» **Instructions to follow**: Please set down the records exactly, keeping every line.

[Excerpts from a dataset]
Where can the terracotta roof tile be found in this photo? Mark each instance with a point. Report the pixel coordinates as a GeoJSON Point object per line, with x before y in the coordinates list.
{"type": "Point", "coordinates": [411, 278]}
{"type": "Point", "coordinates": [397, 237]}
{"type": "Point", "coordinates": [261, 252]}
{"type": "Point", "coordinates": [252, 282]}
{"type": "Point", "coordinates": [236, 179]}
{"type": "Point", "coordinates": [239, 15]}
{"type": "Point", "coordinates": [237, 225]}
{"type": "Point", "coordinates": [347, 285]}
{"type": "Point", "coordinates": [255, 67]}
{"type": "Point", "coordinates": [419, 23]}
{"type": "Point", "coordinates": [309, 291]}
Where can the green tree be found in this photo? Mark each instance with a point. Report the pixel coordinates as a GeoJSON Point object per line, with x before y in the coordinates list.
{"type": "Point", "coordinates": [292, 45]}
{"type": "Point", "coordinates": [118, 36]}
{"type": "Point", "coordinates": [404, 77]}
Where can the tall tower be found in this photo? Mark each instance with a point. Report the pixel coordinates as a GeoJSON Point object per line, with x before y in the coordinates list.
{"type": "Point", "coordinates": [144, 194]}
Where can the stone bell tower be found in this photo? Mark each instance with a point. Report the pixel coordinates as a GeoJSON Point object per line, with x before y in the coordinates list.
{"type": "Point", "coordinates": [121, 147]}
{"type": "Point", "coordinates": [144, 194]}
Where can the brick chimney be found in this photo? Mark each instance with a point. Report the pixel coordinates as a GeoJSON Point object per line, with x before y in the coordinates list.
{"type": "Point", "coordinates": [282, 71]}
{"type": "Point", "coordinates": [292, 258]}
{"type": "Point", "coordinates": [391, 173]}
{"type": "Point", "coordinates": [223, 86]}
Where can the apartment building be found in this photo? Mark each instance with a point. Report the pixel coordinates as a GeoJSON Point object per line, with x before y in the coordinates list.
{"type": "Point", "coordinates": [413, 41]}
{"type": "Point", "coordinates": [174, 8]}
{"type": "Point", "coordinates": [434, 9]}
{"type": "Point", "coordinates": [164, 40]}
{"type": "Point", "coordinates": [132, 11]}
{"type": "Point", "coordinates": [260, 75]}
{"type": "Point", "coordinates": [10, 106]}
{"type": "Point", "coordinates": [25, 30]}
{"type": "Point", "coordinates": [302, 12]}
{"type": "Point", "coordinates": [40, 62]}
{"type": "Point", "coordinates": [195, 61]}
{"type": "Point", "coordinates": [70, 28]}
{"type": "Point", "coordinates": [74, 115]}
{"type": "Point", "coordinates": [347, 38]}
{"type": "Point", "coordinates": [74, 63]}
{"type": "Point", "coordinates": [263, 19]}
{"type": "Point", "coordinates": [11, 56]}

» **Response to the task**:
Where can the terracotta roof tile be found in this photo? Mark each instance with a point. Report the pixel coordinates as a GeoJSON Point object per line, with x before y in the coordinates list.
{"type": "Point", "coordinates": [411, 278]}
{"type": "Point", "coordinates": [397, 237]}
{"type": "Point", "coordinates": [261, 252]}
{"type": "Point", "coordinates": [252, 282]}
{"type": "Point", "coordinates": [236, 179]}
{"type": "Point", "coordinates": [239, 15]}
{"type": "Point", "coordinates": [237, 225]}
{"type": "Point", "coordinates": [347, 285]}
{"type": "Point", "coordinates": [255, 67]}
{"type": "Point", "coordinates": [419, 23]}
{"type": "Point", "coordinates": [309, 291]}
Where can the green tree be found in this photo? Mark each instance with a point. Report the pixel coordinates as a GeoJSON Point object per line, with x before y in the coordinates list.
{"type": "Point", "coordinates": [292, 45]}
{"type": "Point", "coordinates": [118, 36]}
{"type": "Point", "coordinates": [404, 77]}
Where can the tall tower be found in this photo? Mark each instance with a point. Report the pixel coordinates as a GeoJSON Point object per line, with x before y in the coordinates list.
{"type": "Point", "coordinates": [144, 194]}
Where can the stone bell tower be found in this photo? Mark each instance with a point. Report the pixel coordinates as a GeoJSON Point object per line, with x before y in the coordinates list.
{"type": "Point", "coordinates": [121, 147]}
{"type": "Point", "coordinates": [144, 194]}
Where can the brick chimney be found in this photo? Mark each instance with a point. Report the pixel coordinates as a GeoJSON Point object per line, with x before y in the coordinates list.
{"type": "Point", "coordinates": [282, 71]}
{"type": "Point", "coordinates": [292, 258]}
{"type": "Point", "coordinates": [391, 173]}
{"type": "Point", "coordinates": [223, 86]}
Where can the apartment building be found in this photo? Mark each instance with a point. Report the pixel coordinates as a GeoJSON Point object per line, with x before y in the coordinates list.
{"type": "Point", "coordinates": [413, 41]}
{"type": "Point", "coordinates": [174, 8]}
{"type": "Point", "coordinates": [434, 9]}
{"type": "Point", "coordinates": [164, 40]}
{"type": "Point", "coordinates": [132, 11]}
{"type": "Point", "coordinates": [260, 75]}
{"type": "Point", "coordinates": [10, 106]}
{"type": "Point", "coordinates": [25, 30]}
{"type": "Point", "coordinates": [302, 12]}
{"type": "Point", "coordinates": [40, 62]}
{"type": "Point", "coordinates": [195, 61]}
{"type": "Point", "coordinates": [70, 28]}
{"type": "Point", "coordinates": [74, 115]}
{"type": "Point", "coordinates": [347, 38]}
{"type": "Point", "coordinates": [74, 63]}
{"type": "Point", "coordinates": [263, 19]}
{"type": "Point", "coordinates": [11, 56]}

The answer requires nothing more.